Referring expression data
§
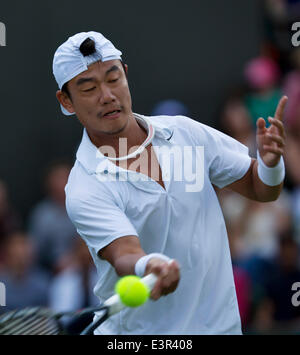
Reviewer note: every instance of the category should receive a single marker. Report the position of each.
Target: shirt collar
(93, 161)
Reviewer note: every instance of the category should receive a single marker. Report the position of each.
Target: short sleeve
(226, 159)
(98, 219)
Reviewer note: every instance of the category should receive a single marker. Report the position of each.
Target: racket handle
(115, 304)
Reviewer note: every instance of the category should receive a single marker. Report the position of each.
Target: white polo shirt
(183, 221)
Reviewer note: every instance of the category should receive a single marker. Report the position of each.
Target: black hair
(86, 48)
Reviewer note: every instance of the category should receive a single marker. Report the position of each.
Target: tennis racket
(42, 321)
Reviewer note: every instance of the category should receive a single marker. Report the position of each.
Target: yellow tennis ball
(132, 291)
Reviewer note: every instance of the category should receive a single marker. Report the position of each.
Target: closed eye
(94, 87)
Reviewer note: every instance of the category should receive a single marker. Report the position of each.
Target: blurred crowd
(44, 262)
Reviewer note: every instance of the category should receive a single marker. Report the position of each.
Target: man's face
(100, 97)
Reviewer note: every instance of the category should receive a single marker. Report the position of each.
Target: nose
(106, 95)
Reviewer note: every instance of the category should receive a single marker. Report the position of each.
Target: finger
(261, 126)
(275, 138)
(280, 108)
(275, 150)
(278, 125)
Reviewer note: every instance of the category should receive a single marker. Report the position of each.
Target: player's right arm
(124, 252)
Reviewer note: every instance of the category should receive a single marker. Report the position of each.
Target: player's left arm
(270, 144)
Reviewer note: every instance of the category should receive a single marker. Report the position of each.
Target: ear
(64, 100)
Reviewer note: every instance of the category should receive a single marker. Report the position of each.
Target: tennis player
(134, 199)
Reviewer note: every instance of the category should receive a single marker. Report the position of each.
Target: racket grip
(149, 280)
(115, 304)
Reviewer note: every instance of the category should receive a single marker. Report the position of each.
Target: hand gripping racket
(42, 321)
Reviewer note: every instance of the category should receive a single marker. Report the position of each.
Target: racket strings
(31, 321)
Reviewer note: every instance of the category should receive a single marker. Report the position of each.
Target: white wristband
(140, 266)
(270, 176)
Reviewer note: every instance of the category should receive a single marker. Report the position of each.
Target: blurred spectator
(242, 282)
(262, 75)
(72, 288)
(253, 226)
(235, 121)
(291, 87)
(25, 285)
(9, 221)
(170, 108)
(276, 313)
(49, 224)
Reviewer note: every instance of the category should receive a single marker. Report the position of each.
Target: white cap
(68, 61)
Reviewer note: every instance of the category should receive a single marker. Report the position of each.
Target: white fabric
(69, 62)
(187, 226)
(141, 264)
(271, 176)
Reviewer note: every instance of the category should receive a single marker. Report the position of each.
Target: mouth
(112, 114)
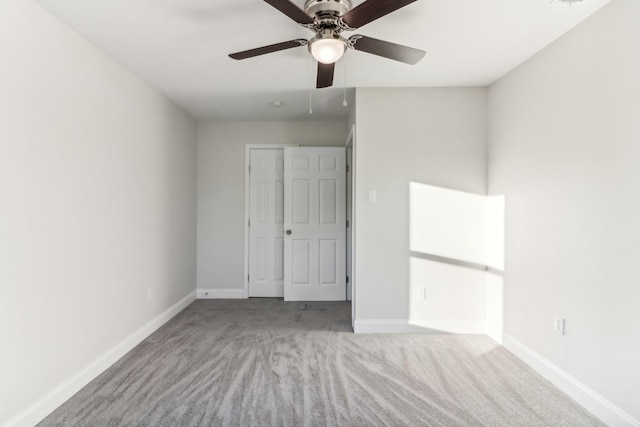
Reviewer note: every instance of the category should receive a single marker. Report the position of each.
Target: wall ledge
(593, 402)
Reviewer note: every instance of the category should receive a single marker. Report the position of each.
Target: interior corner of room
(118, 209)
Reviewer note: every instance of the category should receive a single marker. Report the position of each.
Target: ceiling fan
(328, 19)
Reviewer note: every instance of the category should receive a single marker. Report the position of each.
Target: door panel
(266, 216)
(315, 213)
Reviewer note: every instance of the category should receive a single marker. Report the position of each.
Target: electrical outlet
(558, 324)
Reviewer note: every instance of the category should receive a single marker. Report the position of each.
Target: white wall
(221, 151)
(97, 205)
(565, 149)
(427, 136)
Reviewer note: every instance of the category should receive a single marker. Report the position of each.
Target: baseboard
(606, 411)
(404, 326)
(222, 294)
(49, 402)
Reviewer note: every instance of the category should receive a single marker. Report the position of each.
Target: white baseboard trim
(593, 402)
(52, 400)
(222, 293)
(404, 326)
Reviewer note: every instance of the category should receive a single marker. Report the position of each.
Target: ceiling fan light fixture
(328, 48)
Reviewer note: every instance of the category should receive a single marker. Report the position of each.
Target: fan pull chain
(344, 86)
(310, 83)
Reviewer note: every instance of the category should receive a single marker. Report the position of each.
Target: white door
(315, 224)
(266, 223)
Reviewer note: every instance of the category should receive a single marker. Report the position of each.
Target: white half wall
(97, 206)
(428, 136)
(565, 150)
(221, 155)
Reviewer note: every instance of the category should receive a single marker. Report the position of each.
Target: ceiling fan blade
(397, 52)
(291, 10)
(268, 49)
(371, 10)
(325, 75)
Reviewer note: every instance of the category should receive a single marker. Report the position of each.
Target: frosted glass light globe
(327, 51)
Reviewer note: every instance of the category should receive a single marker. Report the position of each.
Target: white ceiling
(180, 47)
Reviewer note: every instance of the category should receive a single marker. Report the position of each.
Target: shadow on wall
(456, 260)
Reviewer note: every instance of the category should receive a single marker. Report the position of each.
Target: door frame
(247, 201)
(351, 230)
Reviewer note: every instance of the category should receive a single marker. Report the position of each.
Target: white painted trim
(593, 402)
(35, 413)
(247, 161)
(351, 142)
(381, 326)
(223, 293)
(404, 326)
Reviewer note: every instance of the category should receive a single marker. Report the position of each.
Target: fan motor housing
(323, 9)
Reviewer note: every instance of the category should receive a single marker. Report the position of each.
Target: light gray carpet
(265, 362)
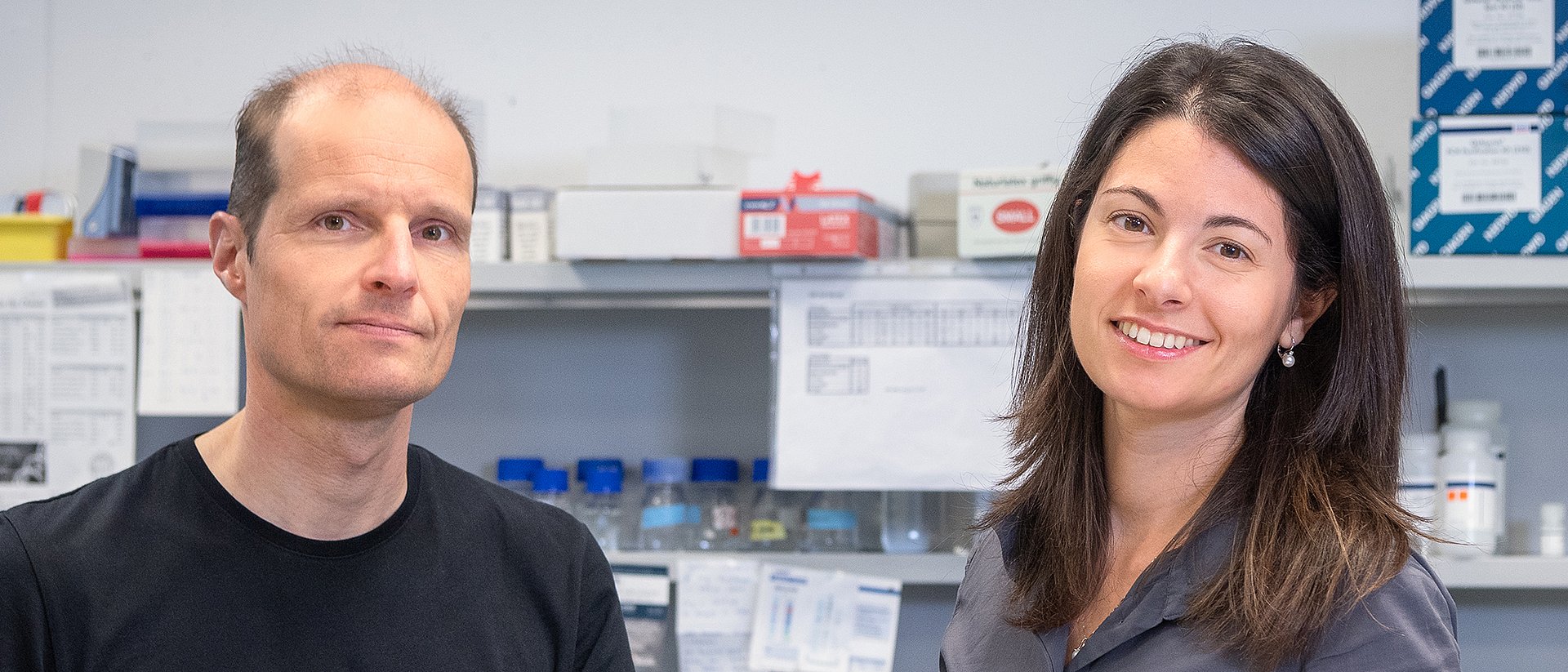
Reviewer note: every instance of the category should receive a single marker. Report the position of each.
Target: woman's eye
§
_What to do_. Images stay out, but the rest of the records must be retyped exactly.

_Answer box_.
Reviewer note: every instance of the category should receive a single marker. Report the position of each.
Target: shirt collar
(93, 161)
Reviewer note: every instance of the category should receive a single marker. Report the position of each.
Target: short sleeve
(226, 159)
(98, 219)
Reviewer note: every instance of the category should receive a single marker. Report the position of each.
Target: racket handle
(115, 304)
Reviewer note: every instance of the category should receive a single marker. Report the position of each.
Target: white polo shirt
(183, 221)
Reviewer note: every instance of the category should receive a single marker. Report the position of each.
Target: black hair
(86, 48)
Reviewer note: every instance of the category should receive a single marker. Report the position of each.
Target: tennis racket
(42, 321)
Reviewer note: every instance of the category should receive a single marker. Report the position of each.
Target: yellow tennis ball
(132, 291)
Reviewer note: every instance of the category should receive a single marker. Report the position of each.
Target: closed eye
(94, 87)
Reviewer note: every instance of the category should receive a single marker. Report the position of each.
Target: blurred crowd
(44, 262)
Reviewer note: every instance of the category should receive a single marker. Report the position of each.
Target: man's face
(100, 97)
Reviewer note: every instance of the category should receive a single marker. Report the position of each.
Target: nose
(106, 95)
Reviewer note: every instance of the category should receive a single marker. Report the position of each.
Target: finger
(261, 126)
(275, 138)
(280, 108)
(275, 150)
(278, 125)
Reviewer note: every instance of the category should receive a single marker. Report the position of each.
Target: player's right arm
(124, 252)
Reviewer note: every instance of the category should receive a single marker. Report the position of each.
Target: player's left arm
(270, 144)
Reviewer note: every instance of the category should receive a single marker. Report the position of each.
Target: ear
(64, 100)
Reviewer note: every instance of the category should receive a single marker. Report the position of each.
Target: tennis player
(134, 199)
Reviewer note: every instance of the category should receive a single marker. Report the position of each.
Target: racket grip
(149, 280)
(115, 304)
Reviewer note: every instance of the category should receive a single marker. Report the position of each.
Target: hand gripping racket
(42, 321)
Reviewer note: every instance of the category should receive a single marker. Report the position of each.
Target: racket strings
(31, 321)
Reviewer note: every instance of the category should receive a single marker. Report the position of each.
Target: white wristband
(140, 266)
(270, 176)
Reviewer note: every instance of the category should receive a single marker. Report the position of each.
Target: blurred spectator
(242, 282)
(262, 75)
(72, 288)
(253, 226)
(235, 121)
(291, 87)
(25, 285)
(9, 221)
(170, 108)
(276, 313)
(49, 224)
Reviewer note: every instance of the category should receive a single marker. Report the position of each.
Target: white cap
(68, 61)
Reviewer note: every instance of the category should receive a single marker. Report the position of each.
Target: white fabric
(69, 62)
(187, 226)
(141, 264)
(271, 176)
Reviewer note: every instance of the category should receive a single marker. Report the position of each.
Target: mouth
(112, 114)
Reviewer note: every instance of the category should receive a single marker. Report the position of each.
Target: wall ledge
(593, 402)
Reviewer note: every instance of the category should receive a single marker. Report the position of each.
Target: interior corner of room
(118, 209)
Reviewer note: every instance of the category should receive a single marker. Report the position of each.
Target: ceiling fan
(328, 19)
Reviewer note: every instance of the category should receive a single marker. Report the position of each.
Target: door panel
(266, 216)
(315, 213)
Reviewer note: every instance of the category should receive a single marker. Report the position of each.
Target: electrical outlet
(558, 324)
Reviewer note: every instance of the category should receive a single marker. Report the position of each.
Target: white wall
(221, 151)
(97, 205)
(565, 149)
(427, 136)
Reviewer note: every instance of the category should receive a single marker. Report the position of each.
Target: baseboard
(606, 411)
(404, 326)
(222, 294)
(49, 402)
Reviewer note: every instance of the category should receive a single marker. Report the position of each.
Target: white baseboard trim
(593, 402)
(52, 400)
(222, 293)
(404, 326)
Reviewer note: every instance of the category should receive a single marker. Report the position of each.
Target: ceiling fan light fixture
(328, 48)
Reviewer note: every instance of the category should receive a single marker. Report the position of each.
Target: fan pull chain
(344, 86)
(310, 83)
Reviewer note: every instance of the category should receive a single marker. Report the position of each.
Target: white door
(315, 224)
(266, 223)
Reviewer note: every instance of the category should receive a single marker. Report the position of each.
Target: white half wall
(97, 206)
(428, 136)
(565, 150)
(221, 155)
Reviewer note: every instance of the category should receive a single marker. Report the position of each.
Target: ceiling fan blade
(397, 52)
(291, 10)
(268, 49)
(371, 10)
(325, 75)
Reviewer note: every instance of the category should receive a single marker. Report the position of each.
Target: frosted glass light globe
(327, 51)
Reviewer note: every instance of the category should receive a single marker. Report the position of each.
Target: white ceiling
(180, 47)
Reviewer note: every instance of the category should receive a single marker. Report the position of each.
Target: shadow on wall
(456, 260)
Reviewer note: every instance of the category should receive a single marker. Report the position of each.
Target: door frame
(247, 201)
(351, 230)
Reviewer note: every instance of the category should receive a single marker. Report the position of each.
Target: white painted trim
(593, 402)
(35, 413)
(247, 161)
(351, 142)
(381, 326)
(223, 293)
(404, 326)
Reviewer note: every instance of the category should receive a single marker. Report the position of each.
Target: fan motor housing
(323, 9)
Reviewer note: every instance of the category should receive a single marker. Report the position of each.
Target: light gray carpet
(265, 362)
Reviewer note: every instance of the category should receive a single marker. Report the position of each.
Target: woman's eye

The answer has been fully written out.